Dataset entries
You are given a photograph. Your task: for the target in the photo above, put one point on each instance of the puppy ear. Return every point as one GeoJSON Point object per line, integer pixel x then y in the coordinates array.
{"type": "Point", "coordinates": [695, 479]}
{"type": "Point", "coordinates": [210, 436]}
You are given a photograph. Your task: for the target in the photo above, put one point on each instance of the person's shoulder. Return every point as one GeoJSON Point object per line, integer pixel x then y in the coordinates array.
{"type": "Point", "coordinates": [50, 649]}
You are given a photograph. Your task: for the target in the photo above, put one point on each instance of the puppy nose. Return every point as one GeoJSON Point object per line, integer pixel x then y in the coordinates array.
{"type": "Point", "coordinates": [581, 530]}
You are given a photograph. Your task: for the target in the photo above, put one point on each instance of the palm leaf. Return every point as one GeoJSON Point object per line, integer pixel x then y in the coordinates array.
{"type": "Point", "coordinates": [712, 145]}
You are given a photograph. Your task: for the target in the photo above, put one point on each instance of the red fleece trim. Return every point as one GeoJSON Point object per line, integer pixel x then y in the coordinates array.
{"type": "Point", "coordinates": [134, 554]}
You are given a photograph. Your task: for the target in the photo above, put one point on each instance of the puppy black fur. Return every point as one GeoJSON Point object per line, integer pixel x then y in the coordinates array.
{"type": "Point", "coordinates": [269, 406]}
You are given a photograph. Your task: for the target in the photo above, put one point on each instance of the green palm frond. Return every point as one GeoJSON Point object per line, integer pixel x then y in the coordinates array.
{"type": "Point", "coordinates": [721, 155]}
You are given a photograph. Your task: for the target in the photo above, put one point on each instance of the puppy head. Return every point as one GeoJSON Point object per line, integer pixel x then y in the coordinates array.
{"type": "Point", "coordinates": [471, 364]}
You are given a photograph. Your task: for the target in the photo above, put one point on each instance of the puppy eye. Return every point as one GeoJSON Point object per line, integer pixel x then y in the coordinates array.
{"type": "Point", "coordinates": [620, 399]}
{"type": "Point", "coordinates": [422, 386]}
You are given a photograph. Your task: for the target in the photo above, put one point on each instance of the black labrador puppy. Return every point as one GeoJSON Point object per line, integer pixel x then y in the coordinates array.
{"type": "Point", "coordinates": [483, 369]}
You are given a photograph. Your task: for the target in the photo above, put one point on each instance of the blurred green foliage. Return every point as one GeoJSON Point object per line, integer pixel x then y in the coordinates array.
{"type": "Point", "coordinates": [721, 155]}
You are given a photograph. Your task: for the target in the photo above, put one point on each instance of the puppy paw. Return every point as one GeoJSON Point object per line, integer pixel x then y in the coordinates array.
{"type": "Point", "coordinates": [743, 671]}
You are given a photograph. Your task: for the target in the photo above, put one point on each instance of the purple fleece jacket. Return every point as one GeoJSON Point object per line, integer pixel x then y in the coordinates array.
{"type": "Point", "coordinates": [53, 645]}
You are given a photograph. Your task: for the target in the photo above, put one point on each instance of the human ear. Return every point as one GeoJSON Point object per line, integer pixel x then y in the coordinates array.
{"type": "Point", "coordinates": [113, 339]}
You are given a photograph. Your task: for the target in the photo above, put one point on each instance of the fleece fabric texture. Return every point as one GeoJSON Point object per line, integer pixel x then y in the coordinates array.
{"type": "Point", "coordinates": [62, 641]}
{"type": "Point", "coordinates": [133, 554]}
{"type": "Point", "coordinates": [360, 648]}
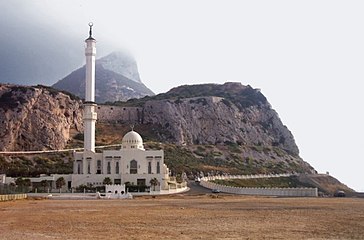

Aim of the task
Exact repetition of all the records is required, with the pictures excluded.

Response
You are given a photograph. Your task: for the target in the photo above, put one point on each instance of the puppy ear. Return every point as one GeoJSON Point object per line, integer pixel x then y in the coordinates array.
{"type": "Point", "coordinates": [695, 479]}
{"type": "Point", "coordinates": [210, 436]}
You are given a photograph. Your task: for the target in the photo above, put one point on each instance of the person's shoulder. Return every point as one GeoJSON Point object per line, integer pixel x then y in the coordinates array.
{"type": "Point", "coordinates": [50, 649]}
You are given a photograph. Your task: for the target in the photo above, put one point on each instance of the puppy nose. Return every point as one GeoJSON Point object per line, integer pixel x then y in the coordinates array.
{"type": "Point", "coordinates": [581, 530]}
You are given a photograph. Your task: for the target in the photo above, put one point on each instance of the palm leaf. Return every point as one GeoJSON Point object per line, integer pixel x then y in the coordinates array.
{"type": "Point", "coordinates": [712, 145]}
You are given a photograph. Your task: for the target in the photo above, put one point on each instance of the red fleece trim. Return every point as one GeoJSON Point object per line, integer pixel x then y in the coordinates array.
{"type": "Point", "coordinates": [134, 554]}
You are given a photograph. Your task: for the target in the photo above, put one point on each instance of the puppy black fur. Return every point as one GeoJSON Point object per line, integer pixel x then y in the coordinates array.
{"type": "Point", "coordinates": [269, 406]}
You are given a photograph. Your task: for the target in the photo above, put one point on each instance of the green palm frond. Return every point as one GeoJSON Point object per line, integer pixel x then y in the coordinates array.
{"type": "Point", "coordinates": [721, 155]}
You are given a photograph. Your task: for the target in the photo above, put one point on each instance of the puppy head. Return every point as one GeoJSON Point object per line, integer pixel x then y in the coordinates array.
{"type": "Point", "coordinates": [471, 364]}
You are given a photograph. Your task: for the target in the photo above, put one point on each instance of the puppy eye. Return every point as one GeoJSON Point object per line, integer pixel x then y in the coordinates array.
{"type": "Point", "coordinates": [620, 399]}
{"type": "Point", "coordinates": [422, 386]}
You are given a photograph. Your task: for the target in the photo above, put one point on each instance of the black labrador puppy. Return every point as one GeoJSON Point object per line, integer pixel x then y in the coordinates array.
{"type": "Point", "coordinates": [483, 369]}
You are given a photograph. Your task: for the target in the photo above, put one point on each instance of the blurred green foliage. Return every point as one GeoJSON Point object per line, integer pixel x then y in the coordinates array.
{"type": "Point", "coordinates": [721, 155]}
You are given a photograph. Your task: for the target in the photo above, put one point on each instance of the puppy paw. Return every point as one GeoJSON Point object per line, integer pixel x then y in the coordinates array.
{"type": "Point", "coordinates": [743, 671]}
You are given a photograph. Your task: for the target in the photo above, put one point on each instance of the purple fleece jacket. Return every point as one GeoJSON Point object per line, integer pixel x then y in the coordinates array.
{"type": "Point", "coordinates": [53, 645]}
You are given a photograph. Your task: for the target in the photo above, put one point on each instance of the human ear. Return every point as one GeoJSON Point object per line, integer pixel x then y in the coordinates array.
{"type": "Point", "coordinates": [113, 339]}
You are given a photograph. Your task: for the target in the photo above, put one point on each instance of the fleece fabric texture. Return every point as one GeoJSON Point object per line, integer pixel x then y in the coordinates array.
{"type": "Point", "coordinates": [62, 641]}
{"type": "Point", "coordinates": [133, 554]}
{"type": "Point", "coordinates": [360, 648]}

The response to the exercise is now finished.